------ Texto propuesto

Señalábamos en el post “Las primeras sociedades humanas. 1” que los primeros asentamientos humanos de carácter permanente fueron la condición previa y no la consecuencia de la revolución agraria. Dichos asentamientos surgieron en regiones donde abundaban en estado silvestre especies alimenticias de plantas (cereales) y animales (vacas, ovejas, cerdos o cabras), idóneas para ser domesticadas. En estas zonas, sucesivas generaciones de comunidades de recolectores-cazadores pudieron adquirir, a lo largo de más de dos o tres milenios, los conocimientos necesarios sobre la vida vegetal y animal para, llegado el momento, producir sus propios alimentos Con toda probabilidad, la agricultura comenzó como una actividad incidental de las mujeres, tradicionalmente dedicadas a la recolección. Sólo de una manera lenta llegó a conquistar la posición de una actividad independiente y, finalmente, predominante. Junto a esta revolución agraria, muchas sociedades recolectoras-cazadoras se convirtieron en pueblos pastores y siguieron practicando un modo de vida nómada.
El tránsito hacia la economía productora de alimentos no fue el fruto de una evolución espontánea. Provino de la necesidad de comunidades recolectoras-cazadoras de sobrevivir en las nuevas condiciones ambientales impuestas por el fin de la última glaciación, hace aproximadamente 20.000 años. Dichas comunidades, encontraron en el cultivo de los campos y la cría de ganado la manera de compensar las deficiencias de la naturaleza y adaptarse al nuevo entorno natural. Este tránsito hacia la economía productora de alimentos tuvo lugar en diferentes lugares del planeta de manera independiente y en distintas fechas: en primer lugar, en la zona del Creciente fértil, en Oriente Próximo, desde la parte egipcia del valle del Nilo hasta Mesopotamia (8.500a.C) y, más tarde, en los valles fluviales de los ríos Indo y Ganges en La India (6.000 a.C), en los de los ríos Huang-Ho y Yangtze en China (5.000 a.C), en zonas de Europa (4.500 a.C) y África (3.000 a.C) y en las regiones mesoamericanas y andinas de América (2.500 a.C). (1)

------------
------ Información mostrada

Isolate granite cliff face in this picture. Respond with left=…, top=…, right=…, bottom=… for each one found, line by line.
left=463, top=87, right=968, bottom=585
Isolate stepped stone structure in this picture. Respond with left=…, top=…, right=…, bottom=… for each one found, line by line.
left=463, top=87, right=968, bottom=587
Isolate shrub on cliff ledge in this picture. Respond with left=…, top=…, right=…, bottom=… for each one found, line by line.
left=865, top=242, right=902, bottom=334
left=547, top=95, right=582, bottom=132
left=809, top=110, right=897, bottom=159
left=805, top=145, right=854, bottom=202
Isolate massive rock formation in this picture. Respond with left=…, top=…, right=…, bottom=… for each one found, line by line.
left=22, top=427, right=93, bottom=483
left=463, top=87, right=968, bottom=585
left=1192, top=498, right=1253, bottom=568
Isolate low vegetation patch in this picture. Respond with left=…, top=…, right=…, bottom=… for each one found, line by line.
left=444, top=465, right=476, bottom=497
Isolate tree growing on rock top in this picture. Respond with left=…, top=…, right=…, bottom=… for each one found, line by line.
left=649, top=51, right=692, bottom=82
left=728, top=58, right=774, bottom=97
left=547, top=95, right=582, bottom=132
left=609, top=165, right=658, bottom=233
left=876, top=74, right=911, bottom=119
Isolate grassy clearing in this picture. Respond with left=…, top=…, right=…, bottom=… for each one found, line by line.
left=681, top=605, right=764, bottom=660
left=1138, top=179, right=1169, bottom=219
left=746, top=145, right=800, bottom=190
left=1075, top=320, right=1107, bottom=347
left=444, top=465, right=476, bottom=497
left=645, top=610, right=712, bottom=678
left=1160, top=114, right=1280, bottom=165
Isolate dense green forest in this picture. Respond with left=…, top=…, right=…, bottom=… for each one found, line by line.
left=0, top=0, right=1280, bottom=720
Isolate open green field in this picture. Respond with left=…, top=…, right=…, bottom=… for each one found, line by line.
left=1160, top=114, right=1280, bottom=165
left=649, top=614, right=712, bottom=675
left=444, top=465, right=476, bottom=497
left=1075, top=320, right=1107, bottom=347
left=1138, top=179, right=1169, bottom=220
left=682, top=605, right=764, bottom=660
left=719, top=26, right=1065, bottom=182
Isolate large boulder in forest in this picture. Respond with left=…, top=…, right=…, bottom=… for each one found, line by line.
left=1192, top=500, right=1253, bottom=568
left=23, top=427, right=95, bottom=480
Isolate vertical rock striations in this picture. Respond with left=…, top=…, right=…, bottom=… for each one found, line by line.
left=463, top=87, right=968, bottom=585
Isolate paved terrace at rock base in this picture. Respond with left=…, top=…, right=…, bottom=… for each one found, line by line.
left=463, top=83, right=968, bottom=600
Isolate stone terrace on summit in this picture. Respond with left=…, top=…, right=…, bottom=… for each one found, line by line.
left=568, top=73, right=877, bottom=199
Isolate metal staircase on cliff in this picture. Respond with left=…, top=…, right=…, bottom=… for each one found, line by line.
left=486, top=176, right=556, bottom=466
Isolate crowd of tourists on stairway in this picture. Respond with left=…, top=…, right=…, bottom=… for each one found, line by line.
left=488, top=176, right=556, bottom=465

------------

▶ [Consigna 1]:
Resume en dos oraciones el texto sobre el origen de la agricultura.
▶ [Consigna 2]:
De acuerdo con el texto sobre el origen de la agricultura, ¿en qué fecha se inició la economía productora de alimentos en China y en qué valles fluviales?

▶ [Respuesta del ejercicio 1]:
Los primeros asentamientos humanos permanentes surgieron en regiones ricas en plantas y animales silvestres aptos para la domesticación, y fueron la condición previa de la revolución agraria, que probablemente comenzó como una actividad incidental de las mujeres dedicadas a la recolección. El paso a la economía productora de alimentos respondió a la necesidad de sobrevivir a las nuevas condiciones ambientales tras el fin de la última glaciación, y se produjo de manera independiente en distintos lugares y fechas, primero en el Creciente fértil hacia el 8.500 a.C.

▶ [Respuesta del ejercicio 2]:
Hacia el 5.000 a.C., en los valles de los ríos Huang-Ho y Yangtze.